## START

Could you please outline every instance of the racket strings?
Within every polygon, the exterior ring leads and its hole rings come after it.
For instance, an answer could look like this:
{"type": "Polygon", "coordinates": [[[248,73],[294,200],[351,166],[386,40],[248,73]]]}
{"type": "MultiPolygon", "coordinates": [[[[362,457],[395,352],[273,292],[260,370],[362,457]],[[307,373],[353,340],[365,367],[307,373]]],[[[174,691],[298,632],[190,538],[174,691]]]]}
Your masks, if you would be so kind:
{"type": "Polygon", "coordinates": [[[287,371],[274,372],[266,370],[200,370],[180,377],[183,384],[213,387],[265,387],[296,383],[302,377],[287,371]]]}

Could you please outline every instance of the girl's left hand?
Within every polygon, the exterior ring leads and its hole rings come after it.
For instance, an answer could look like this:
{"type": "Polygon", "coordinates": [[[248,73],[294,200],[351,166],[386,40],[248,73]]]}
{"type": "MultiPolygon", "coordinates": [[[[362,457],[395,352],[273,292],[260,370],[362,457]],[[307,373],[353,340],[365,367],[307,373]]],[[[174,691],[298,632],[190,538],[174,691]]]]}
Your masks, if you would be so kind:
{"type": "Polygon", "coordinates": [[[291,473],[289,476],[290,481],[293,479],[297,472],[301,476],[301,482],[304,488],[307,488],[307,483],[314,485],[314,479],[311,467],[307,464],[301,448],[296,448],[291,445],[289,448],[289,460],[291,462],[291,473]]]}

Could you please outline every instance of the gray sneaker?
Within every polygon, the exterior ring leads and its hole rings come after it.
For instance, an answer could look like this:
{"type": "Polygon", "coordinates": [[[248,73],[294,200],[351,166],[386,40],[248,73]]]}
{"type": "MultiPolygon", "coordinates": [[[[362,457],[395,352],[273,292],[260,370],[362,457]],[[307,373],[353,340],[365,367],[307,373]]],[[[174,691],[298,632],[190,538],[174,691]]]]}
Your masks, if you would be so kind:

## END

What is required
Can you format every line of the material above as a numbered list, one line per item, with the blank lines left out?

Answer below
1. Could you please outline every instance of the racket strings?
2. Within every polygon, the exterior ring leads and its hole rings come after it.
3. For instance, an answer could look like this:
4. {"type": "Polygon", "coordinates": [[[248,73],[294,200],[351,166],[386,40],[248,73]]]}
5. {"type": "MultiPolygon", "coordinates": [[[[362,457],[395,352],[273,292],[260,370],[362,457]],[[307,373],[353,340],[365,367],[307,373]]],[[[174,691],[298,632],[190,538],[174,691]]]]}
6. Your masks, if you would be so kind:
7. {"type": "Polygon", "coordinates": [[[287,371],[274,372],[266,370],[200,370],[180,377],[183,384],[213,387],[265,387],[296,383],[302,377],[287,371]]]}
8. Could you please outline every instance of the girl's left hand?
9. Within every polygon, the exterior ring leads and its hole rings come after it.
10. For instance, an answer could look like this:
11. {"type": "Polygon", "coordinates": [[[248,73],[294,200],[351,166],[386,40],[248,73]]]}
12. {"type": "MultiPolygon", "coordinates": [[[[362,457],[395,352],[273,292],[260,370],[362,457]],[[307,373],[353,340],[365,367],[307,373]]],[[[174,691],[298,632],[190,538],[174,691]]]]}
13. Your masks, if you would be so kind:
14. {"type": "Polygon", "coordinates": [[[291,473],[289,476],[290,481],[293,479],[297,472],[301,476],[301,482],[304,488],[307,488],[307,483],[314,485],[314,479],[311,467],[307,464],[301,448],[296,448],[291,445],[289,448],[289,460],[291,462],[291,473]]]}
15. Could you please outline every instance of the gray sneaker?
16. Within every polygon, the exterior ring leads and its hole rings come after it.
17. For instance, an answer could look like this:
18. {"type": "Polygon", "coordinates": [[[248,73],[294,200],[351,166],[386,40],[248,73]]]}
19. {"type": "MultiPolygon", "coordinates": [[[[362,457],[395,352],[273,292],[260,370],[362,457]],[[307,373],[353,340],[365,367],[307,373]]],[[[174,691],[298,632],[190,538],[174,691]]]]}
20. Your masks, if you would be so kind:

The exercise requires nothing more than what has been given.